#### [What the task asks]
Copy out the following entries with no changes, taking everything from the line that contains "Whereabouts in this scan is the person's hat" down to the line that contains "[0,189,640,305]", both of those lines included.

#### [Records to process]
>> START
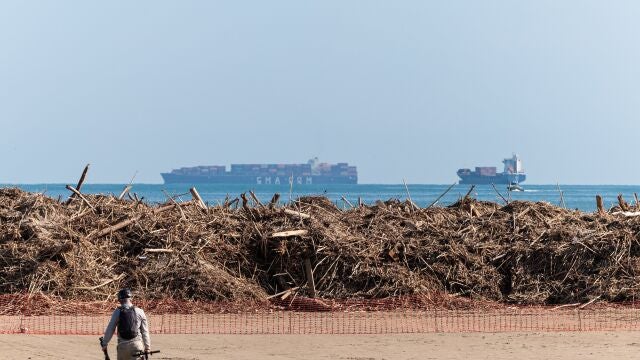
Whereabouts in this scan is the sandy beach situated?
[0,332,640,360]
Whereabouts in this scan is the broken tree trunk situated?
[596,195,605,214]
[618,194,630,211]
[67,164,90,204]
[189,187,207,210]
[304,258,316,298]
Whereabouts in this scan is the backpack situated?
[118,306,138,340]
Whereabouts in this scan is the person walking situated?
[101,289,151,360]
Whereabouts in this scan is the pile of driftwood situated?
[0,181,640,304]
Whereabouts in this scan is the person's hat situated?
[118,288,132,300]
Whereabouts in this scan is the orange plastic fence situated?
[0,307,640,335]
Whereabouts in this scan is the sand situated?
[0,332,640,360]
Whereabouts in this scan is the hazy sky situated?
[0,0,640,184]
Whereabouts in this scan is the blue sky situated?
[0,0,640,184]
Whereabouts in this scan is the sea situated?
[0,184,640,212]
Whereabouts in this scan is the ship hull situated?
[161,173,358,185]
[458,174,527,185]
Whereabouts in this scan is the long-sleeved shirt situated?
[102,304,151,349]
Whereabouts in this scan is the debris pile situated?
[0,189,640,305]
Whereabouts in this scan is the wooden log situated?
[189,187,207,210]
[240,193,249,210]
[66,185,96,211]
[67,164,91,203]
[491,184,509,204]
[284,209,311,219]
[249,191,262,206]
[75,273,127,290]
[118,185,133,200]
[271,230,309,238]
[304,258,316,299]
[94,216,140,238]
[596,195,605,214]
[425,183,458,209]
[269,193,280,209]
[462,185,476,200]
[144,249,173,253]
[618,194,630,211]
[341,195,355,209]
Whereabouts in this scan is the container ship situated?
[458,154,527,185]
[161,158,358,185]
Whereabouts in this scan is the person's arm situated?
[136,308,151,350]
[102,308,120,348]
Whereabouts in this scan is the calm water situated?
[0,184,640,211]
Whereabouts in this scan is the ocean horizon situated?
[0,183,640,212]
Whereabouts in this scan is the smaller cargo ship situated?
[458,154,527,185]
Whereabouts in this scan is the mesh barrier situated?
>> END
#### [Solution to the exercise]
Whereabouts in this scan is the person's hat situated?
[118,288,132,300]
Whereabouts in this scan is the orange plastic fence situated?
[0,307,640,335]
Whereabouts in this scan is the sand situated?
[0,332,640,360]
Whereabouts in this scan is the hazy sky situated?
[0,0,640,184]
Whereabouts in this scan is the blue sky situated?
[0,0,640,184]
Whereabouts in this scan is the sea situated?
[0,184,640,212]
Whereabouts in this scan is the ship hull situated?
[161,173,358,185]
[458,174,527,185]
Whereabouts in this scan is the long-sleeved shirt situated?
[102,304,151,349]
Whereabouts in this scan is the debris pile situated?
[0,189,640,305]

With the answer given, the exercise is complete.